◆ Passage provided:

Re: [PATCH v4 03/14] arm64/fpsimd: Support FEAT_FPMR

Marc Zyngier <maz@xxxxxxxxxx> · Fri, 23 Feb 2024 11:07:02 +0000

On Mon, 22 Jan 2024 16:28:06 +0000,
Mark Brown <broonie@xxxxxxxxxx> wrote:
> 
> FEAT_FPMR defines a new EL0 accessible register FPMR use to configure the
> FP8 related features added to the architecture at the same time. Detect
> support for this register and context switch it for EL0 when present.
> 
> Due to the sharing of responsibility for saving floating point state
> between the host kernel and KVM FP8 support is not yet implemented in KVM
> and a stub similar to that used for SVCR is provided for FPMR in order to
> avoid bisection issues. To make it easier to share host state with the
> hypervisor we store FPMR as a hardened usercopy field in uw (along with
> some padding).

◆ Brief 1: Add 49 to every point coordinate in the answers of the records, and write out again every line of the records from the line containing "Look at the photo above. For every instance of the house" through the end of the records, inclusive, requests included. Give only those lines.

Rows from a dataset:
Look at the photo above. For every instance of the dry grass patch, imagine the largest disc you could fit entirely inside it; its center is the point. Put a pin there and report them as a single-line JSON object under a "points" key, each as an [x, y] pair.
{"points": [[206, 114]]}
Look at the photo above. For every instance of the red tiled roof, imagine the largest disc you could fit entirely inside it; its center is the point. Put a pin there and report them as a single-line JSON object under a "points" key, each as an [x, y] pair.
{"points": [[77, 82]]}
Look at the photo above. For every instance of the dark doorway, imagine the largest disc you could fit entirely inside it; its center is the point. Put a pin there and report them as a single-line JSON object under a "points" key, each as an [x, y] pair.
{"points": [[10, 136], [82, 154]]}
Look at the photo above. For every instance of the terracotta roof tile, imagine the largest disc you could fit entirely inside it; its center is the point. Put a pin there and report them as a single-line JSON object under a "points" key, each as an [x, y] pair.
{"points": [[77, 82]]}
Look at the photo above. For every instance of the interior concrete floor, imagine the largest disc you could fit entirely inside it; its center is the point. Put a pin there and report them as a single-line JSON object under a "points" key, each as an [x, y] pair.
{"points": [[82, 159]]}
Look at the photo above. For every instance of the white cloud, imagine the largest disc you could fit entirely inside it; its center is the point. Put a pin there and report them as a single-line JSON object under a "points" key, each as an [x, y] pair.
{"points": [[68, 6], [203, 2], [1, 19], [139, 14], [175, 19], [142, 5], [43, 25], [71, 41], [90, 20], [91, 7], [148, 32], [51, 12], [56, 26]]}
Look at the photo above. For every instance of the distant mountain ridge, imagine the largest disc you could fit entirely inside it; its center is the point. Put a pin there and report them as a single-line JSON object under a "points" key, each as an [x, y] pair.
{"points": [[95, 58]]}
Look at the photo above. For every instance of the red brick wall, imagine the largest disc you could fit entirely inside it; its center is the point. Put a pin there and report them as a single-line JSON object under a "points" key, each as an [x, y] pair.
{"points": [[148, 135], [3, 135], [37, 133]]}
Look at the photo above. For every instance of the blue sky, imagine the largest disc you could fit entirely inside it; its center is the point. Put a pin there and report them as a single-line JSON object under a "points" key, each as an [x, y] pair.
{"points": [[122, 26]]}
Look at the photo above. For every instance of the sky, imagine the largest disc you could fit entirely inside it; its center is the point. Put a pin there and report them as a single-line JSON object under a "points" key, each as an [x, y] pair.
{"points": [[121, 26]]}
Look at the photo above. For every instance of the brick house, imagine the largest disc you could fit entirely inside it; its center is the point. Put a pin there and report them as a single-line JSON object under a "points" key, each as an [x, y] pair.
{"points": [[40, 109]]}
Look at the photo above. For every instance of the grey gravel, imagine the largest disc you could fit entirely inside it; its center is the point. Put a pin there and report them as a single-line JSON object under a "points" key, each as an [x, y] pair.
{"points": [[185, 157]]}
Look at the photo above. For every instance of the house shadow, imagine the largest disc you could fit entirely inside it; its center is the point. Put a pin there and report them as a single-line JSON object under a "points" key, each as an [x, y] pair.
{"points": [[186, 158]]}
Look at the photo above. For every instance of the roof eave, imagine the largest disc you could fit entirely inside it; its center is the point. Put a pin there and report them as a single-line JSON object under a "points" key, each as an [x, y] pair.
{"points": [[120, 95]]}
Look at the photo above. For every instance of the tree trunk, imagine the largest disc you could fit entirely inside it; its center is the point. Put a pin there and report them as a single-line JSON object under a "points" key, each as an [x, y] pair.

◆ Brief 2: Output the part of the FPMR patch message between "Marc Zyngier <maz@xxxxxxxxxx>" and "EL0 when present.", inclusive, without any changes.

◆ Exercise answer 1:
Look at the photo above. For every instance of the house shadow, imagine the largest disc you could fit entirely inside it; its center is the point. Put a pin there and report them as a single-line JSON object under a "points" key, each as an [x, y] pair.
{"points": [[235, 207]]}
Look at the photo above. For every instance of the roof eave, imagine the largest disc you could fit entirely inside it; its center is the point. Put a pin there and report them as a single-line JSON object under a "points" key, each as an [x, y] pair.
{"points": [[169, 144]]}
Look at the photo above. For every instance of the tree trunk, imagine the largest disc you could fit entirely inside it; its center is the point. Put a pin there and report them as a single-line JSON object under a "points" key, each as an [x, y] pair.

◆ Exercise answer 2:
Marc Zyngier <maz@xxxxxxxxxx> · Fri, 23 Feb 2024 11:07:02 +0000

On Mon, 22 Jan 2024 16:28:06 +0000,
Mark Brown <broonie@xxxxxxxxxx> wrote:
> 
> FEAT_FPMR defines a new EL0 accessible register FPMR use to configure the
> FP8 related features added to the architecture at the same time. Detect
> support for this register and context switch it for EL0 when present.